> _INFORMATION SHOWN_:

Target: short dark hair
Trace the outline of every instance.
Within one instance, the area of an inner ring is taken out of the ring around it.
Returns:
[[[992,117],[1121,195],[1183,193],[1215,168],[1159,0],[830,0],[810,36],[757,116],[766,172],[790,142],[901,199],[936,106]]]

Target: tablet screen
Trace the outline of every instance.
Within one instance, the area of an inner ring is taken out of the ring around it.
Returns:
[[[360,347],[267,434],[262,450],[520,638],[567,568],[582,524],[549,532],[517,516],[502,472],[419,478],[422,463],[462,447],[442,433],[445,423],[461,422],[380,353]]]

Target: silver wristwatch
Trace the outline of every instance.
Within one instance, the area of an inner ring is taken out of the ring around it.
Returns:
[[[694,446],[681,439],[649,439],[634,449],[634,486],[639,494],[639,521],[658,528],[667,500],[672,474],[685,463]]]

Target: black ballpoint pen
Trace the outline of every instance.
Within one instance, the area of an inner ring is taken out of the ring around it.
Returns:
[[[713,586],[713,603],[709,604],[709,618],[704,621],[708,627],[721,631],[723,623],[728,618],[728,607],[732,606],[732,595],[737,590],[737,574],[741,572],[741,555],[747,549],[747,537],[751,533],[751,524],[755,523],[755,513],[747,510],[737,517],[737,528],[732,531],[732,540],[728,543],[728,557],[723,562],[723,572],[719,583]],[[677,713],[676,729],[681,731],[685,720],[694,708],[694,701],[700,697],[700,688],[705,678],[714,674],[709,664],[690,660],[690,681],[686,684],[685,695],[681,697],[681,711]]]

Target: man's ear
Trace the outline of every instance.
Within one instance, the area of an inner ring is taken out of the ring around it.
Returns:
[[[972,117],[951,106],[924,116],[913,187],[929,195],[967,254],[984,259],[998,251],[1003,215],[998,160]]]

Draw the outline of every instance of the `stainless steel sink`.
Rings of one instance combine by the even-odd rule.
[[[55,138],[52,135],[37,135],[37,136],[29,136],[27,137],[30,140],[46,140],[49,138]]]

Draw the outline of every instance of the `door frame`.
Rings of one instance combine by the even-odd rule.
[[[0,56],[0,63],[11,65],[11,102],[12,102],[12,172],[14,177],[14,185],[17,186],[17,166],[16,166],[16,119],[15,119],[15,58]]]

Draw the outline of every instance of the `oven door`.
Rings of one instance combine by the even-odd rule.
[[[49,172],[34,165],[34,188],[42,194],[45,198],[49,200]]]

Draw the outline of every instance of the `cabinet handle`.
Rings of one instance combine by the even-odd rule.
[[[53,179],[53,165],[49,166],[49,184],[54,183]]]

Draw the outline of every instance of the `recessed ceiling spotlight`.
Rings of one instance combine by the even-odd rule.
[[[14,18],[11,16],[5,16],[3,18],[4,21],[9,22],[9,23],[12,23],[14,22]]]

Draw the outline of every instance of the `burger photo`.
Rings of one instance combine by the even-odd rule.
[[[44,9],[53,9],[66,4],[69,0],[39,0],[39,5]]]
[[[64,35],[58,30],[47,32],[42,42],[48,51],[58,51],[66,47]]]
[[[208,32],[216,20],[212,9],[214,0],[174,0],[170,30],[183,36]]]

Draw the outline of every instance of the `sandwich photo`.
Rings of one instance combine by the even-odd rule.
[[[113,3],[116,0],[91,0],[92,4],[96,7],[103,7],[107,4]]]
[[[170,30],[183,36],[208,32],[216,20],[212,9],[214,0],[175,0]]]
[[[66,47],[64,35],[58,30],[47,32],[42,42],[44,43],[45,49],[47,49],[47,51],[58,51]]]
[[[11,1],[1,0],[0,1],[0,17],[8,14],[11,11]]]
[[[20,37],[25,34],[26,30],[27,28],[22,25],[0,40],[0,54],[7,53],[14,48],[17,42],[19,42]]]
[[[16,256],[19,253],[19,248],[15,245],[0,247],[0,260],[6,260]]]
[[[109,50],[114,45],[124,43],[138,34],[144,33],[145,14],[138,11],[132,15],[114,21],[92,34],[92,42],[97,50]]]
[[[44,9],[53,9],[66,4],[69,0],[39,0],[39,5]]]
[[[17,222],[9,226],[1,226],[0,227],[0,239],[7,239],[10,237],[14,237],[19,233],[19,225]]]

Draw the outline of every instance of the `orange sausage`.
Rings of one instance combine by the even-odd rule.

> _REQUEST_: How many lines of the records above contain the string "photo"? Reply with the number alone.

> _OUTPUT_: 2